▸ Instruction:
Quote the stretch of lines below from the one containing "mask job: electrical wire" through the one containing "91), (293, 94)]", both ends included.

Lines of data
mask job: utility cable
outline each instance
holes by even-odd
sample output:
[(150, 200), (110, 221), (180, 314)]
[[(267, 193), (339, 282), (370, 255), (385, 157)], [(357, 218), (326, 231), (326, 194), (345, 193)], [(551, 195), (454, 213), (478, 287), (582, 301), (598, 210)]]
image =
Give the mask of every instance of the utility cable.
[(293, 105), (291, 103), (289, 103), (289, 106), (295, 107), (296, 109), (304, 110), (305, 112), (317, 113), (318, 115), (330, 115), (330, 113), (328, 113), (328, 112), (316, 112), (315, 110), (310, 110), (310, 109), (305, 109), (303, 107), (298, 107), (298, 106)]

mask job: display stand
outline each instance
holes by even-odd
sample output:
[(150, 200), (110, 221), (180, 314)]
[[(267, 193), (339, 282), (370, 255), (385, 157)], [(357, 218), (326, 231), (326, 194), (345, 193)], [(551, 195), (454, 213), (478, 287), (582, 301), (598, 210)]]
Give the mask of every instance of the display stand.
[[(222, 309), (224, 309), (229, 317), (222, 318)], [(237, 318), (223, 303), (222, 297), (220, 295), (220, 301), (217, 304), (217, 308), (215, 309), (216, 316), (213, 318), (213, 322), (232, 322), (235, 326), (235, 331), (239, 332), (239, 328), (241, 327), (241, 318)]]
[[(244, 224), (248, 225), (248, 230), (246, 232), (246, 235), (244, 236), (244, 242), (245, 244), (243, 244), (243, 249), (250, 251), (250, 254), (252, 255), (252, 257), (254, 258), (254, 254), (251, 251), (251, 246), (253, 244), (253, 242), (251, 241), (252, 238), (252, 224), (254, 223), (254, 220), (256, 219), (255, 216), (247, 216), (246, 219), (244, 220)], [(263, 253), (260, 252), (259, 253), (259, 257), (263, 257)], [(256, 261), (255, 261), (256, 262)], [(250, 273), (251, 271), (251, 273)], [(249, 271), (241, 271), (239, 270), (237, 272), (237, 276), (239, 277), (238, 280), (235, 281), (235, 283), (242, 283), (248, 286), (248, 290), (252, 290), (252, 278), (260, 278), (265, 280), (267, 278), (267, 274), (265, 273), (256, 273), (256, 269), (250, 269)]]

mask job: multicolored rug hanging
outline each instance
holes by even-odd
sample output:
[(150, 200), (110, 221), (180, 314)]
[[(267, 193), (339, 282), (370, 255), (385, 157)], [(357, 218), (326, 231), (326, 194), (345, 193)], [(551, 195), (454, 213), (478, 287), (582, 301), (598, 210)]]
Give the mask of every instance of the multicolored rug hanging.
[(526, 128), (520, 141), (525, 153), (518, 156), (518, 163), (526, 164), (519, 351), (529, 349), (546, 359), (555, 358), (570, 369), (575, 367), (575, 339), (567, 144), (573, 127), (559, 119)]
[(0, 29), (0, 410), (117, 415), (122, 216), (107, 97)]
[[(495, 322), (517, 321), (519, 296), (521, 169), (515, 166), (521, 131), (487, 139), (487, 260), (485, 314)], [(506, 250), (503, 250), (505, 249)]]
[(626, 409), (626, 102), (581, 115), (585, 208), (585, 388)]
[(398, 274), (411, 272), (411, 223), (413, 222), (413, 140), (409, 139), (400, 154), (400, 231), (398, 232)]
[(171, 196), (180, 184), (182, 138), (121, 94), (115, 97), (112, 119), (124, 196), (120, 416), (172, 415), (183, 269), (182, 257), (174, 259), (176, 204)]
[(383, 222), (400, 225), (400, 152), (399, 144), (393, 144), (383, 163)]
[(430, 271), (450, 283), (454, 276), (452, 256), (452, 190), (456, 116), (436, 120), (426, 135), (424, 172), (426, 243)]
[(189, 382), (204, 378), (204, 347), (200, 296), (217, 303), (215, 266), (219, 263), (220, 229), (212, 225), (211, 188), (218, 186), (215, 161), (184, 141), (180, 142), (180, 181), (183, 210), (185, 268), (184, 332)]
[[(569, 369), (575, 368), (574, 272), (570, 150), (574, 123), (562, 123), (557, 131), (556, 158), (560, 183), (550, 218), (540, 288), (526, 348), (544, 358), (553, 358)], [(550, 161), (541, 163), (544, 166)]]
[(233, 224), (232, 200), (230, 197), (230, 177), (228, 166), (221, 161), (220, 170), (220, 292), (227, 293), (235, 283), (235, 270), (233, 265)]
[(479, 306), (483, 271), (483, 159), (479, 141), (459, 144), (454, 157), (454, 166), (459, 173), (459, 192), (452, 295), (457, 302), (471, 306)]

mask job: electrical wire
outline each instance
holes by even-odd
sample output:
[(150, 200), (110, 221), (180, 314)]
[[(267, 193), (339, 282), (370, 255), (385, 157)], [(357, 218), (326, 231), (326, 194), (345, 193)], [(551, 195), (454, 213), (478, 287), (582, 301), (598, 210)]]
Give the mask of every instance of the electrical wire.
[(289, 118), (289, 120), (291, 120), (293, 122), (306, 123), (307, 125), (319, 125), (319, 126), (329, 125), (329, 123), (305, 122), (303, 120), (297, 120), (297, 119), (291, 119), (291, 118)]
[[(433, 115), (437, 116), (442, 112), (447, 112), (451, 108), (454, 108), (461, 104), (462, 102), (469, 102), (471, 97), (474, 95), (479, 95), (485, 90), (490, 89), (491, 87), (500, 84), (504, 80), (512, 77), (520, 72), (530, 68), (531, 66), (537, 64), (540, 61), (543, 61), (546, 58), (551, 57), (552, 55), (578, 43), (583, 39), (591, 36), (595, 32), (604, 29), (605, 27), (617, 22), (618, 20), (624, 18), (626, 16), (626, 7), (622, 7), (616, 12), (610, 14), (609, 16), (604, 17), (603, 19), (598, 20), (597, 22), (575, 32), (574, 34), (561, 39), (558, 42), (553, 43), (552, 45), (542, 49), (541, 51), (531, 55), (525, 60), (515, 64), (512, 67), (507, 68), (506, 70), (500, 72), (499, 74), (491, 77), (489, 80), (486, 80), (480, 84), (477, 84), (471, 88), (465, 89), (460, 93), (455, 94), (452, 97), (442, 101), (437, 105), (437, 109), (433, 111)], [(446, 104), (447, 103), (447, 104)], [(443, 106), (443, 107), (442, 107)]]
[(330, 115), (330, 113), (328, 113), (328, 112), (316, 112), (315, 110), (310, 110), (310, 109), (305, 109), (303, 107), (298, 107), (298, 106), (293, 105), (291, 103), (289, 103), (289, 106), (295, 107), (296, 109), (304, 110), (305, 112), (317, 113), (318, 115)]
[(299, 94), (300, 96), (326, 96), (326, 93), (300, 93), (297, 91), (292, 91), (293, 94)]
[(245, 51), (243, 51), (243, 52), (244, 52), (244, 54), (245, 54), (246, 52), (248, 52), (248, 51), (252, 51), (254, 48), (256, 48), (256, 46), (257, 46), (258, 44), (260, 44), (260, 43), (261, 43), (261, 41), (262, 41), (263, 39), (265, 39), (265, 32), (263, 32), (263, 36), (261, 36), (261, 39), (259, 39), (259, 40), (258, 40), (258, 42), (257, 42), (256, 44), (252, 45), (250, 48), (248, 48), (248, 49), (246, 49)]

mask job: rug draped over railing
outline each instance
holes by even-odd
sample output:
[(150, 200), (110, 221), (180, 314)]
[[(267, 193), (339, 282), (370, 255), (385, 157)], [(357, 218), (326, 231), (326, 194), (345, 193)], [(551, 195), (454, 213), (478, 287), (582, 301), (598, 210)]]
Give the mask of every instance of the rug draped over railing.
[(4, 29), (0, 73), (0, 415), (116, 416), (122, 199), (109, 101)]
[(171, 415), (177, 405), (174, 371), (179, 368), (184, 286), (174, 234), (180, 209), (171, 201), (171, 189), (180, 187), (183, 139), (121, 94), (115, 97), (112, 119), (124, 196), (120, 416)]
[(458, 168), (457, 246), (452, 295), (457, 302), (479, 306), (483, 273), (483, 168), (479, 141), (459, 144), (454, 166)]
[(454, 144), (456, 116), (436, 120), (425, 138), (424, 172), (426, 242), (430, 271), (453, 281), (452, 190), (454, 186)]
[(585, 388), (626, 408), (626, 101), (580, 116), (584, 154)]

▸ The output:
mask job: electrical wire
outline each instance
holes by even-odd
sample output:
[(150, 200), (110, 221), (180, 314)]
[[(267, 193), (339, 282), (370, 255), (385, 157)], [(357, 218), (326, 231), (326, 194), (345, 193)], [(551, 195), (454, 213), (478, 287), (582, 301), (598, 210)]]
Give the mask of every instance of the electrical wire.
[(289, 118), (289, 120), (291, 120), (293, 122), (306, 123), (307, 125), (319, 125), (319, 126), (329, 125), (329, 123), (305, 122), (303, 120), (297, 120), (297, 119), (291, 119), (291, 118)]
[[(433, 115), (437, 116), (442, 112), (447, 112), (451, 108), (454, 108), (461, 104), (462, 102), (469, 102), (471, 97), (474, 95), (479, 95), (485, 90), (490, 89), (491, 87), (500, 84), (504, 80), (512, 77), (520, 72), (530, 68), (531, 66), (537, 64), (540, 61), (543, 61), (546, 58), (551, 57), (552, 55), (578, 43), (583, 39), (591, 36), (595, 32), (604, 29), (605, 27), (617, 22), (618, 20), (624, 18), (626, 16), (626, 7), (622, 7), (616, 12), (610, 14), (609, 16), (604, 17), (603, 19), (598, 20), (597, 22), (575, 32), (574, 34), (561, 39), (558, 42), (553, 43), (552, 45), (542, 49), (541, 51), (531, 55), (525, 60), (515, 64), (512, 67), (507, 68), (506, 70), (500, 72), (499, 74), (491, 77), (489, 80), (486, 80), (480, 84), (477, 84), (471, 88), (465, 89), (460, 93), (455, 94), (452, 97), (442, 101), (437, 105), (437, 109), (433, 111)], [(446, 104), (447, 103), (447, 104)], [(443, 106), (443, 107), (442, 107)]]
[(330, 115), (330, 113), (328, 113), (328, 112), (316, 112), (315, 110), (310, 110), (310, 109), (305, 109), (303, 107), (298, 107), (298, 106), (293, 105), (291, 103), (289, 103), (289, 106), (295, 107), (296, 109), (304, 110), (305, 112), (317, 113), (318, 115)]
[(299, 94), (300, 96), (326, 96), (326, 93), (300, 93), (297, 91), (292, 91), (293, 94)]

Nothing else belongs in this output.